### [SHORT TASK]
Report every line in the records that contains the word "ponytail", treating case as significant.
****************
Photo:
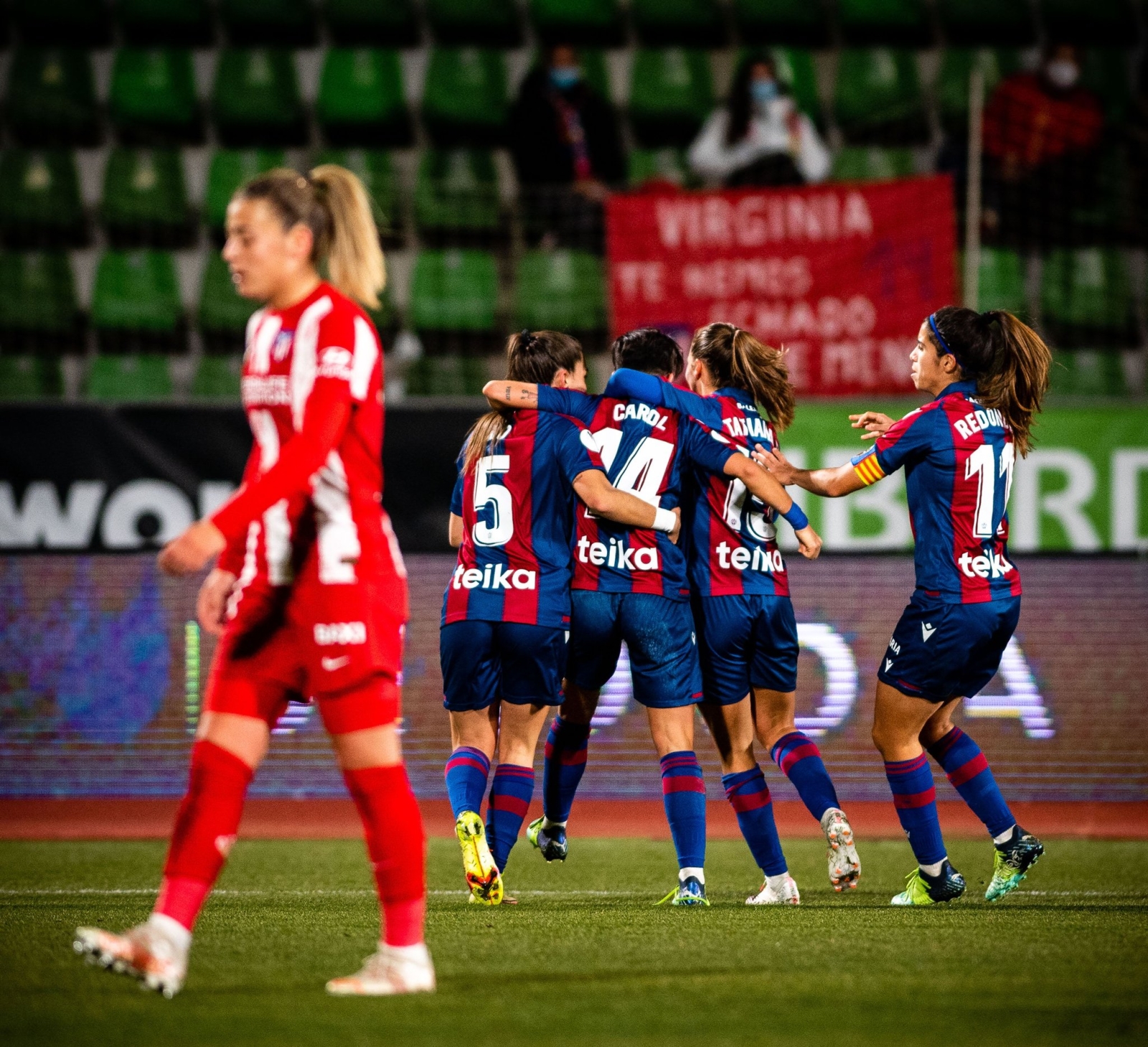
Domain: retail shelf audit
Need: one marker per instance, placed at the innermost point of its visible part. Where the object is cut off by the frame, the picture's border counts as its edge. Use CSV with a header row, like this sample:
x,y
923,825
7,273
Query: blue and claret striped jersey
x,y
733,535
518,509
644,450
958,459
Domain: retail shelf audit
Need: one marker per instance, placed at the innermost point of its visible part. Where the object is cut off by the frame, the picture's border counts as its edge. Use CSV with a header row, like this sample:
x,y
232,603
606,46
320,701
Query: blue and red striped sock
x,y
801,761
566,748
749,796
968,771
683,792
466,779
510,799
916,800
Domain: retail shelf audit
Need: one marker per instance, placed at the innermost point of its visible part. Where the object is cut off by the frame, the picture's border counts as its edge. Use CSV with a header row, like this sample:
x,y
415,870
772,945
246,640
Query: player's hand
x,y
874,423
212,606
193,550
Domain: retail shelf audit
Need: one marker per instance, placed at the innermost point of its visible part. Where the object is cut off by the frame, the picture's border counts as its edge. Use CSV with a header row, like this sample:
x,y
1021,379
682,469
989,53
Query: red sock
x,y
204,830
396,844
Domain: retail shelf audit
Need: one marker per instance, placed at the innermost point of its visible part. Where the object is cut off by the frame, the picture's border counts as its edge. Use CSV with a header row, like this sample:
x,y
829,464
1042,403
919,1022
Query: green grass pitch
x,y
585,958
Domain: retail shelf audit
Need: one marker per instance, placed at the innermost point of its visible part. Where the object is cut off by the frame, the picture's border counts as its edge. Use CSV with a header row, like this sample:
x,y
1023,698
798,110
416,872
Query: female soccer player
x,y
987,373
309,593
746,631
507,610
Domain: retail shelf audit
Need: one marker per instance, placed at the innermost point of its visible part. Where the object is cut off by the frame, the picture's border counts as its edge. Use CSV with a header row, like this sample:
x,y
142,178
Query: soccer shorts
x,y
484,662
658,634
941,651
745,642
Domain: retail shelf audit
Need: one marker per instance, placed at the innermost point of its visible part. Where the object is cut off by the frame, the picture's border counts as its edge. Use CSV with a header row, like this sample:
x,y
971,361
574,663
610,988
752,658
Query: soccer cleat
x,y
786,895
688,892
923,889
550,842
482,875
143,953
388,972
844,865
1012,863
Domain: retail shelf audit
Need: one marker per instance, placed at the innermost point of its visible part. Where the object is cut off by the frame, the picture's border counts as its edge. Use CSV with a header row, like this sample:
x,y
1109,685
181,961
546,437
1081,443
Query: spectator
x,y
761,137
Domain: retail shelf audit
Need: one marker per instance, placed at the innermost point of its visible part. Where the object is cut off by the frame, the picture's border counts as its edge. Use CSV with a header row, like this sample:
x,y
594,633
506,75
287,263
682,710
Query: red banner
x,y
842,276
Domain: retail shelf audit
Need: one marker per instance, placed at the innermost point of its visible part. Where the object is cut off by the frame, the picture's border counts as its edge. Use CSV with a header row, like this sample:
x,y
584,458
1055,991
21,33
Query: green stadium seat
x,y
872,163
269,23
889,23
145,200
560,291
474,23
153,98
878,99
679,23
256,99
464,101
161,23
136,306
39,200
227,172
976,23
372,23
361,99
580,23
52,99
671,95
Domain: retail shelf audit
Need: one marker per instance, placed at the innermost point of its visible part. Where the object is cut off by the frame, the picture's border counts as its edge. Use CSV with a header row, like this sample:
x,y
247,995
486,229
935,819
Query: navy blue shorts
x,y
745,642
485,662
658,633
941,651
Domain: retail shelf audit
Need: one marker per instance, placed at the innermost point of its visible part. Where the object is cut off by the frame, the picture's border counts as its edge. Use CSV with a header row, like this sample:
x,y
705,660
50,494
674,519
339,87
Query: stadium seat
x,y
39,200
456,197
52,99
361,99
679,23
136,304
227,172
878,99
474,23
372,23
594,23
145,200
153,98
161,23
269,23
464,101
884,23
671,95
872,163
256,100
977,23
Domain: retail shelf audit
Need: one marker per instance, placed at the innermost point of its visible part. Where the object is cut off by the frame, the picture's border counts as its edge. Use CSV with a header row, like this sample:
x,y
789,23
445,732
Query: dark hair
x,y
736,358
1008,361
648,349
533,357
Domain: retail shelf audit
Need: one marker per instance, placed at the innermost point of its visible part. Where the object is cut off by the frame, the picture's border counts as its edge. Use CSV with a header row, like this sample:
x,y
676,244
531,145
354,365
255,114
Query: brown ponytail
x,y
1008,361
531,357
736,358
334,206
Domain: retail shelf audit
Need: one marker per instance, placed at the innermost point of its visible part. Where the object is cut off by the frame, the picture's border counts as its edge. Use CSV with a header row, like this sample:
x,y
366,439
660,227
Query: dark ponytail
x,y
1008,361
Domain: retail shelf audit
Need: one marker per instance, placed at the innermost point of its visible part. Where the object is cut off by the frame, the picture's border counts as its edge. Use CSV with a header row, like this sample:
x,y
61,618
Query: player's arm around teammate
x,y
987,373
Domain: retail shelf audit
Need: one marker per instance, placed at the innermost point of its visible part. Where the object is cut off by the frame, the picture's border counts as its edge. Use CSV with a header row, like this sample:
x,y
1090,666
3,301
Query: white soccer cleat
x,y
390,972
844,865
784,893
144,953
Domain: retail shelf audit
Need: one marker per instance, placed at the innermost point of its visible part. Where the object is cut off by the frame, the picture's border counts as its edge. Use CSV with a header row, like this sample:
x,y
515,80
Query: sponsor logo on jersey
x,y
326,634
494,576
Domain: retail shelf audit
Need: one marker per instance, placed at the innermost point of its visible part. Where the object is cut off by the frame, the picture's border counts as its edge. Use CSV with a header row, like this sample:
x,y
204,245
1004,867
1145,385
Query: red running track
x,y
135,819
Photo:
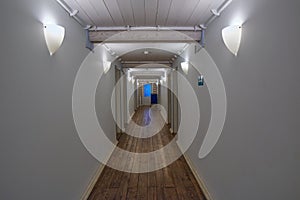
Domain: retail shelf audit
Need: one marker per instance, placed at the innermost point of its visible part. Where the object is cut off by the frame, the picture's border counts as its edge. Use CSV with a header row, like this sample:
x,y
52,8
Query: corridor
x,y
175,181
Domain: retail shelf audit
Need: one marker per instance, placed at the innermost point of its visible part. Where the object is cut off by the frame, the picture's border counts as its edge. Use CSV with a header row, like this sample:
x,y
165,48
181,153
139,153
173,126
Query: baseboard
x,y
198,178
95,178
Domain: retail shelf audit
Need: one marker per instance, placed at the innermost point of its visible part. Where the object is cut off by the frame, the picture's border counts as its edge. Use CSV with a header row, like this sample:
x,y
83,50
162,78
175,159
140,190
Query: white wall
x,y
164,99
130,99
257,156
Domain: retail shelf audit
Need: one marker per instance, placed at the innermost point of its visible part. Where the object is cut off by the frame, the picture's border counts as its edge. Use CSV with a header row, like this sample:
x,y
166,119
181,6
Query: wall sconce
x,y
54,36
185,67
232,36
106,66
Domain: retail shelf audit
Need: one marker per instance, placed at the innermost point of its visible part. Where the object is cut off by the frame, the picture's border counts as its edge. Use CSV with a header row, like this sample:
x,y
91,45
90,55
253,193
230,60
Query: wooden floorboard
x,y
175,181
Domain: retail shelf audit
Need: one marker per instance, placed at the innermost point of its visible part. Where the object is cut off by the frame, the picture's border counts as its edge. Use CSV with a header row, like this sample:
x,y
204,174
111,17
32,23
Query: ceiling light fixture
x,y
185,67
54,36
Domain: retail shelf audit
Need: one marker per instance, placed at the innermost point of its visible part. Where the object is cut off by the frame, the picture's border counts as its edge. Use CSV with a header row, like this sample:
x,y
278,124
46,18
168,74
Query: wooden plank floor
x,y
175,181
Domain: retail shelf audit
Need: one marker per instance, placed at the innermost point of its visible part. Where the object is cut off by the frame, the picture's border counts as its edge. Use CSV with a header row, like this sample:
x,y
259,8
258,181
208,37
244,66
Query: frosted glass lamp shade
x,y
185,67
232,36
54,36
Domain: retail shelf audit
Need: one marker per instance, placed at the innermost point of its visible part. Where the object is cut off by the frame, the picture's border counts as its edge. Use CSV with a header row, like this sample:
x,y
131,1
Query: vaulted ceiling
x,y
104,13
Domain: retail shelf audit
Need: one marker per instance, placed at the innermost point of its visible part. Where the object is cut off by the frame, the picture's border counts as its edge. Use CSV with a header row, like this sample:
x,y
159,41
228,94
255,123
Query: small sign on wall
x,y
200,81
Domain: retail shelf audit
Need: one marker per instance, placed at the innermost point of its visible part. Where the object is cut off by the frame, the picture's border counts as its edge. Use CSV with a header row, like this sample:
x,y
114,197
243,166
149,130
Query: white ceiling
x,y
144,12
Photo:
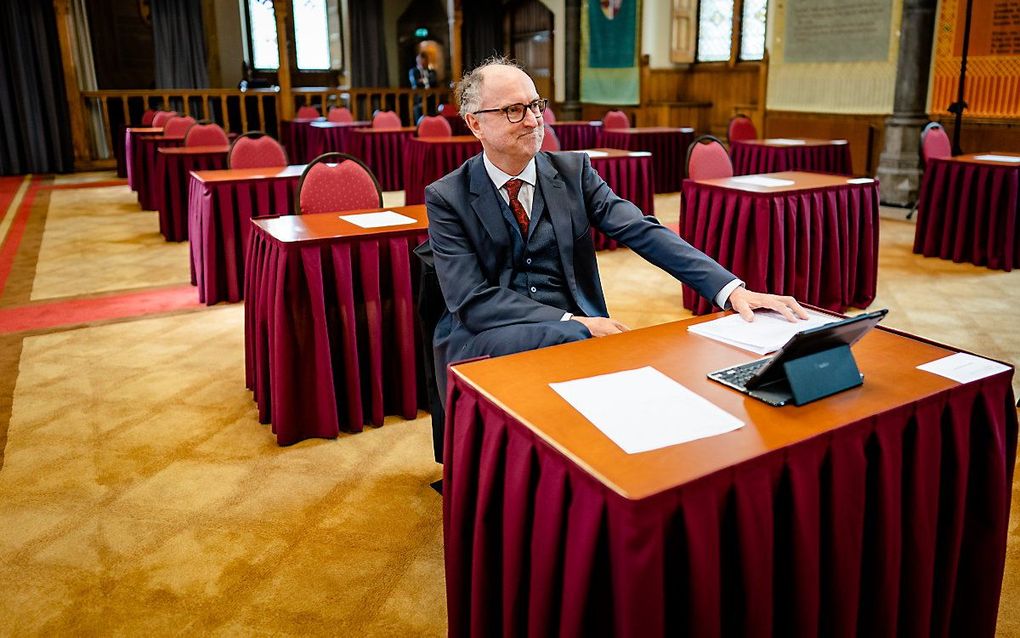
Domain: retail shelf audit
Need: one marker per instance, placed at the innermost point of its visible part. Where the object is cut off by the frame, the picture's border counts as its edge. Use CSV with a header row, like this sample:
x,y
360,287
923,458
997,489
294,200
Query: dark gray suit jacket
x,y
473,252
****************
### [ANSWER BELOW]
Query: brown ponytail
Query: dark ponytail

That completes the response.